■ PASSAGE ■
"""

From around the country:
The number of Top 500 districts that are mask-optional increased to 177 from 169 last week. On October 15th, 101 of the Top 500 districts were mask-optional. The number of Top 200 mask optional districts increased from 76 to 83, up from a low of 50 on October 1st.
Early release days have been a common feature of K-12 academic calendars for years, and as such it is difficult for us to track the exact number of incremental days we are seeing, but it is increasing. The Montgomery County, MD Board of Education added multiple early release days to the schedule, plus some full day closures. Harrisonburg City Schools, VA has been shortening the school day by an hour since October and is deciding whether to continue the practice. Wayne-Westland, MI schools under "District News" reports a half-day virtual session by saying " We will ''go virtual' on Wednesday morning to see how well all students and staff can shift to online learning and teaching right after being face to face."

"""

■ PROBLEMS TO SOLVE ■
**a)** According to the report on school district policies, how many of the Top 500 districts were mask-optional on October 15th?
**b)** Resume the report on school district mask policies and schedules, starting after its final sentence.

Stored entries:

"""

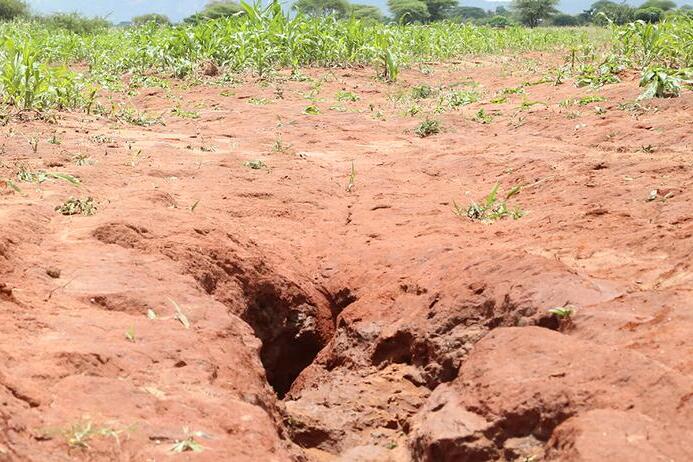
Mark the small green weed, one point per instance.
(255, 164)
(343, 95)
(421, 91)
(482, 117)
(427, 128)
(76, 206)
(184, 114)
(660, 82)
(491, 208)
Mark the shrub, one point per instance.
(77, 23)
(156, 18)
(650, 14)
(11, 9)
(565, 20)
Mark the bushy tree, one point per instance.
(532, 12)
(440, 9)
(420, 10)
(463, 13)
(563, 19)
(11, 9)
(650, 14)
(320, 8)
(664, 5)
(215, 9)
(156, 18)
(366, 12)
(604, 11)
(408, 11)
(497, 21)
(77, 23)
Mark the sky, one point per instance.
(124, 10)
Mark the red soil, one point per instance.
(389, 327)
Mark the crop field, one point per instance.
(276, 238)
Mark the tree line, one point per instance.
(531, 13)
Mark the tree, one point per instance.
(497, 21)
(77, 23)
(603, 11)
(664, 5)
(11, 9)
(215, 9)
(321, 8)
(366, 12)
(533, 12)
(462, 13)
(650, 14)
(563, 19)
(408, 11)
(440, 9)
(156, 18)
(420, 10)
(502, 11)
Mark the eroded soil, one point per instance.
(298, 312)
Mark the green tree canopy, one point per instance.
(11, 9)
(366, 12)
(603, 11)
(320, 8)
(533, 12)
(664, 5)
(151, 17)
(440, 9)
(409, 11)
(77, 23)
(467, 12)
(563, 19)
(215, 9)
(650, 14)
(420, 10)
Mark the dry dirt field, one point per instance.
(265, 284)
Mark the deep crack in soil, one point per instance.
(299, 312)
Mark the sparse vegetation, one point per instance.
(77, 206)
(492, 208)
(427, 128)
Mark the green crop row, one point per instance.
(36, 61)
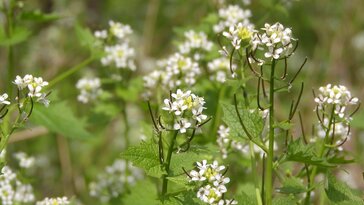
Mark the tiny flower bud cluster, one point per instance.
(340, 130)
(219, 69)
(177, 71)
(54, 201)
(117, 50)
(25, 161)
(195, 42)
(3, 100)
(339, 97)
(33, 87)
(275, 40)
(112, 182)
(213, 189)
(12, 191)
(90, 89)
(187, 109)
(231, 16)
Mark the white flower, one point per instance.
(25, 161)
(101, 34)
(120, 55)
(3, 98)
(275, 40)
(90, 89)
(119, 30)
(54, 201)
(34, 87)
(219, 69)
(231, 16)
(182, 125)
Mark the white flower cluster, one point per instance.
(177, 71)
(339, 97)
(231, 16)
(213, 188)
(33, 86)
(112, 182)
(117, 50)
(275, 40)
(195, 42)
(3, 100)
(90, 89)
(12, 191)
(219, 69)
(340, 130)
(54, 201)
(187, 107)
(25, 161)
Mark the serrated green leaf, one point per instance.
(253, 122)
(59, 118)
(299, 152)
(144, 192)
(18, 35)
(340, 193)
(145, 156)
(292, 185)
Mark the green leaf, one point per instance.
(253, 122)
(59, 118)
(38, 16)
(284, 200)
(18, 35)
(144, 192)
(340, 193)
(188, 159)
(299, 152)
(132, 92)
(292, 185)
(145, 155)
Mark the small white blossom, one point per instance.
(90, 89)
(231, 16)
(3, 98)
(25, 161)
(54, 201)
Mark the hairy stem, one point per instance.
(269, 169)
(168, 162)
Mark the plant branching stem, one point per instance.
(269, 169)
(168, 162)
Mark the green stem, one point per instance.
(255, 173)
(71, 71)
(321, 153)
(216, 119)
(9, 32)
(269, 169)
(168, 162)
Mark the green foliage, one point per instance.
(284, 200)
(252, 120)
(60, 119)
(188, 159)
(144, 192)
(145, 156)
(292, 185)
(340, 193)
(19, 35)
(38, 16)
(299, 152)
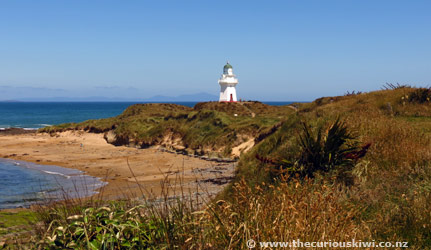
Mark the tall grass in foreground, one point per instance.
(310, 210)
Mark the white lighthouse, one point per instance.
(227, 83)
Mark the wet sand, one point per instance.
(149, 169)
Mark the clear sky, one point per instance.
(280, 50)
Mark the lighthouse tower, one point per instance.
(227, 83)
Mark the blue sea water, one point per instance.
(23, 183)
(34, 115)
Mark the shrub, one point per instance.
(320, 151)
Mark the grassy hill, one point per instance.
(340, 168)
(208, 128)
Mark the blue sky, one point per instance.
(280, 50)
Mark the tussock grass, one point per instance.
(387, 201)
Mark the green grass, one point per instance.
(208, 128)
(15, 222)
(387, 200)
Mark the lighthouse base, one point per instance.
(228, 94)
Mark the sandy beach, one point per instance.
(149, 168)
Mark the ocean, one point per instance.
(22, 183)
(33, 115)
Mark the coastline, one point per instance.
(128, 171)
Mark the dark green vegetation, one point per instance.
(210, 127)
(354, 167)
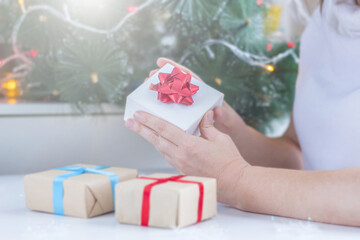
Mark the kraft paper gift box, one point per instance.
(186, 117)
(165, 200)
(79, 191)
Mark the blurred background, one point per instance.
(66, 67)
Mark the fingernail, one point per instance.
(210, 116)
(130, 123)
(138, 115)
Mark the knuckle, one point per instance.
(189, 145)
(162, 128)
(154, 139)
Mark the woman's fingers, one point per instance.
(163, 61)
(161, 144)
(162, 127)
(153, 72)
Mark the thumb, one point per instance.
(207, 129)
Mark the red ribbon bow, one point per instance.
(175, 87)
(145, 209)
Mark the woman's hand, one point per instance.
(226, 119)
(210, 155)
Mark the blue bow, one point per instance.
(58, 183)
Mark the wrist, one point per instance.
(229, 181)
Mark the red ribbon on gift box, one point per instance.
(145, 209)
(175, 87)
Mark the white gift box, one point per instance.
(186, 117)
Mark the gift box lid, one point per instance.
(172, 204)
(186, 117)
(85, 195)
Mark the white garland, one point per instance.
(251, 59)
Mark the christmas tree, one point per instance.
(92, 52)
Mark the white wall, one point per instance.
(33, 143)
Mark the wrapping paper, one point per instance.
(172, 204)
(85, 195)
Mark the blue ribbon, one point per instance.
(58, 183)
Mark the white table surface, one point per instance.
(16, 222)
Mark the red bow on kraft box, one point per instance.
(175, 87)
(145, 209)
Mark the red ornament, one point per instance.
(132, 9)
(269, 46)
(175, 87)
(33, 53)
(291, 45)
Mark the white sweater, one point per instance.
(327, 101)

"""

■ ANSWERS TO THE EXERCISE ■
**a)** 101 of the Top 500 districts were mask-optional on October 15th.

**b)**
We rarely see Superintendents letters talk directly about student behavior but this note from Shrewsbury, MA does so. "We are experiencing a variety of issues stemming from the disruptions related to this long-lasting pandemic and other societal problems. A number of students are demonstrating difficulty with reacclimating to a more typical school environment and experiencing increased levels of social, emotional, behavioral, and mental health concerns," the Superintendent reports.
This note out of Appleton Village, ME offers another window into school operations. "One final request," it reads, "Our nurses have taken on an incredible amount of extra work and responsibility . . . . Our nurses have been subjected to angry words from parents, guardians and in some cases, students! Please practice kindness whenever you have a chance to speak to one of the nurses. They are all dedicated, kind, thoughtful professionals who are doing their best in a difficult situation."
Aiken County, SC schools is considering adopting a modified calendar that would shorten summer break and have two week breaks interspersed throughout the year. Benefits cited include reducing burnout, reducing the "summer slide" and extra academic and enrichment opportunities.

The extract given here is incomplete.